WRITTEN REQUEST: Lay out the lines below, from the line with "the snowy surface" to the line with "Target: spider's hind leg", both included, as a Markdown table with the columns Row and Line, numbering each row and skipping blank lines. Leave the pictures out of the table.

DATA PROVIDED:

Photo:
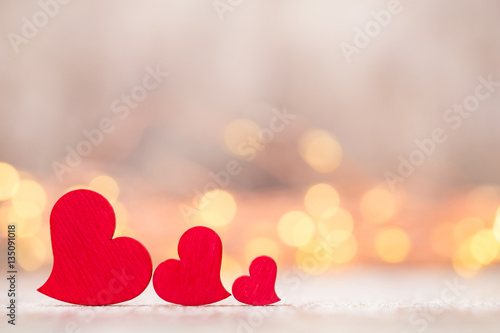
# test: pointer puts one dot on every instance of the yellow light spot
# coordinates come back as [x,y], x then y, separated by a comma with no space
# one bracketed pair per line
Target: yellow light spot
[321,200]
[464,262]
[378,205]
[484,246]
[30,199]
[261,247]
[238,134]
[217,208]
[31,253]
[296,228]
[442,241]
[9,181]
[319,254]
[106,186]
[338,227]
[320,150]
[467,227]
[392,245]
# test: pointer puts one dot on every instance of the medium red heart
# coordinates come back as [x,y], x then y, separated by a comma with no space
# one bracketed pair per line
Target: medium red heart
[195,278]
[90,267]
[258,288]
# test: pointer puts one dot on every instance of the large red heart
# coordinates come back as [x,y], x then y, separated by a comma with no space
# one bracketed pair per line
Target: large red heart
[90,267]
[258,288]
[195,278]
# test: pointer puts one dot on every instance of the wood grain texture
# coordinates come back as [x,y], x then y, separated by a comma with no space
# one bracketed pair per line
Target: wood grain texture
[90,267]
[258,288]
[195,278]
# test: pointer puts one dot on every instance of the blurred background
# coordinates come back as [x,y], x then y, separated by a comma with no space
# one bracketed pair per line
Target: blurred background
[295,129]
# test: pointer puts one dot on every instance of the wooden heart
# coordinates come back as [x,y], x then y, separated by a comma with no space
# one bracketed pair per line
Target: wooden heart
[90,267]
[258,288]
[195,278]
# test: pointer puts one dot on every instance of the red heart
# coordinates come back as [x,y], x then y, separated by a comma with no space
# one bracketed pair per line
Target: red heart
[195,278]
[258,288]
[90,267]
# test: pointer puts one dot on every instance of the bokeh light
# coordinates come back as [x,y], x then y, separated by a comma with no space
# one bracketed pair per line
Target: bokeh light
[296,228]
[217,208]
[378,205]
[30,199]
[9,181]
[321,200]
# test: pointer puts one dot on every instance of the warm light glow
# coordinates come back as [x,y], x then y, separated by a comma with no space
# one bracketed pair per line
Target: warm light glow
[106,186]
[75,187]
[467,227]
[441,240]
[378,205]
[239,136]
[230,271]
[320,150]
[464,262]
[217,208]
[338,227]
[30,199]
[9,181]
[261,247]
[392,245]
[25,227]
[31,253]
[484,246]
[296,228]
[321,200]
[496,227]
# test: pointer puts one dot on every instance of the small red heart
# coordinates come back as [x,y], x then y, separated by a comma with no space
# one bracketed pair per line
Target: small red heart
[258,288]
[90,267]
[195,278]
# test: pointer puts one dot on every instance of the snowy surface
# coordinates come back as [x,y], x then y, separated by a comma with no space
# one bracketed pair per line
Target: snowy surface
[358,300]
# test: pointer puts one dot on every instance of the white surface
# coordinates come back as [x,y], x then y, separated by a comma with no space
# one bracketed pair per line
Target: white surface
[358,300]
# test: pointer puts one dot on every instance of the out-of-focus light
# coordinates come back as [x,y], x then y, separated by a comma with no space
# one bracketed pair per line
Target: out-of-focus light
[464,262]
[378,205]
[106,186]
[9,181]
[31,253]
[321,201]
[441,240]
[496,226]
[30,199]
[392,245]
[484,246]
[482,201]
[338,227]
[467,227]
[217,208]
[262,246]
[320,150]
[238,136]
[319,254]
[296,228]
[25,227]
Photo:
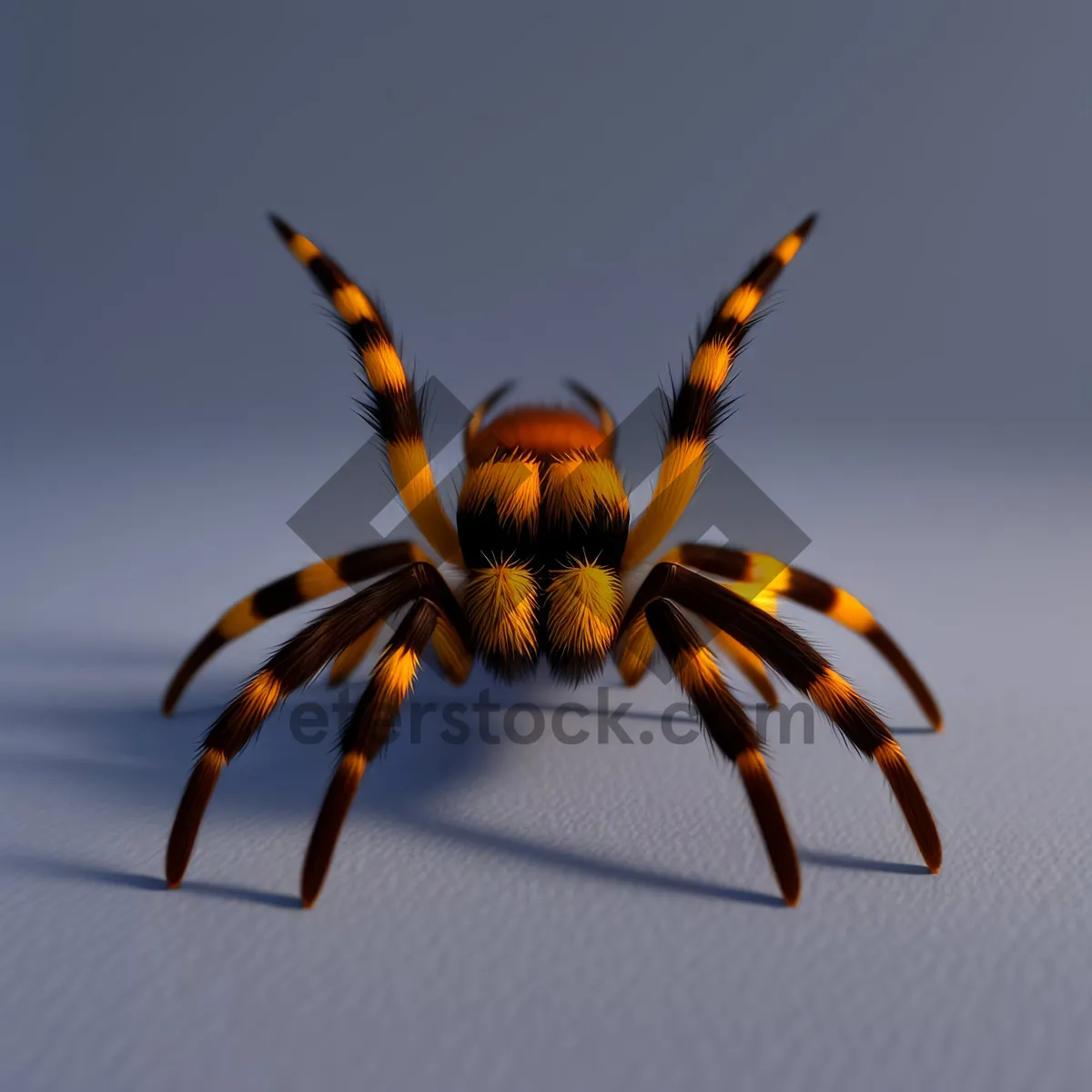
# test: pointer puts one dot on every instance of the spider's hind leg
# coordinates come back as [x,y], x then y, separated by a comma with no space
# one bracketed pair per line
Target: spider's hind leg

==

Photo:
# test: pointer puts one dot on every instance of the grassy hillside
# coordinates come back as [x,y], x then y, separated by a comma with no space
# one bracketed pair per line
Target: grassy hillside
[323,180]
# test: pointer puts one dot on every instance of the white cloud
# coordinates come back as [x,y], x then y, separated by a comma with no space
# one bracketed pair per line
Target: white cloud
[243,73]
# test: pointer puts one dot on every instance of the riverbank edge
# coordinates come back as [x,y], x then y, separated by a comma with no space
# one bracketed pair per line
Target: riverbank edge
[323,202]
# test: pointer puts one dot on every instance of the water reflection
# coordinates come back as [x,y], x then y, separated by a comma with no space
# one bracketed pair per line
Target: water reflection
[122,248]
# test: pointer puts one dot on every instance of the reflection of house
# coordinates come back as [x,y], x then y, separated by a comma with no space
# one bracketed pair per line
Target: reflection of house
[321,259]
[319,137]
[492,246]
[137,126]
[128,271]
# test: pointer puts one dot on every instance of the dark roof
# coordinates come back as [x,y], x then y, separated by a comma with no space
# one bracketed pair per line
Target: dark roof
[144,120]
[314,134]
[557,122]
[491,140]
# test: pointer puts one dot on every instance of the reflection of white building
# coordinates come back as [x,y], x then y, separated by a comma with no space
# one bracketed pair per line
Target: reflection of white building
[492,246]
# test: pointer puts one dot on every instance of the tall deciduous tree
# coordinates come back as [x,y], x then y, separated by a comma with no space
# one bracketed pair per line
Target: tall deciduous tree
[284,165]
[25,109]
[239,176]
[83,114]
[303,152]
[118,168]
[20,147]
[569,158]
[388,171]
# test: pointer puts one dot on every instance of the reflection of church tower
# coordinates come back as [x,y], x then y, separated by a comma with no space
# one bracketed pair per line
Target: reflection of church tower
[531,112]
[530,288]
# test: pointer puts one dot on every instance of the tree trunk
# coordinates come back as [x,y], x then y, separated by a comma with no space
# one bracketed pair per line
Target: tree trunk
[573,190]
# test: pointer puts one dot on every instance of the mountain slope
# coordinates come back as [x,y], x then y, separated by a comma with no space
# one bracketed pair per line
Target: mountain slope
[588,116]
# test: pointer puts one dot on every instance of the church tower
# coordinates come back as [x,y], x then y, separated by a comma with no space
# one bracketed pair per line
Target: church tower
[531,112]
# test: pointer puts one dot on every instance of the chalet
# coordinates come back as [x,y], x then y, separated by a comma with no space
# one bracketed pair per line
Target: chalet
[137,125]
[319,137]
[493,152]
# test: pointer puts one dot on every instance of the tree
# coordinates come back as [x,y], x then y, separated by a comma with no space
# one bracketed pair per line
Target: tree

SOLUTION TO THE EXERCISE:
| Row | Line |
|---|---|
| 1 | # test: pointer puts one dot on every instance of the snowy surface |
| 2 | # coordinates come back as [x,y], x then y, separated by a comma with no space |
| 3 | # one bracketed pair per line |
| 4 | Target: snowy surface |
| 5 | [358,300] |
| 6 | # test: pointer puts one dot on every instance of the white surface |
| 7 | # coordinates come back as [x,y], x then y, separated by a comma with no space |
| 8 | # one bracketed pair per line |
| 9 | Target: white surface |
| 10 | [358,300] |
| 11 | # test: pointer puts one dot on every instance of the out-of-focus light |
| 12 | # coordinates come back as [x,y], x then y, separated by a comma with no space |
| 13 | # one bracketed pair per line |
| 14 | Target: out-of-focus light |
| 15 | [464,262] |
| 16 | [378,205] |
| 17 | [106,186] |
| 18 | [9,181] |
| 19 | [31,253] |
| 20 | [321,201] |
| 21 | [441,240] |
| 22 | [496,226] |
| 23 | [30,199] |
| 24 | [392,245] |
| 25 | [484,246] |
| 26 | [482,201] |
| 27 | [338,227] |
| 28 | [467,227] |
| 29 | [217,208] |
| 30 | [262,246] |
| 31 | [320,150] |
| 32 | [238,136] |
| 33 | [319,254] |
| 34 | [296,228] |
| 35 | [25,227] |
| 36 | Photo: |
| 37 | # test: pointer puts one dot on every instance of the spider's hind leg |
| 38 | # coordinates come back as [x,y], x then y, separated by a comma with no space |
| 39 | # one bracketed pair per line |
| 40 | Target: spider's hind leg |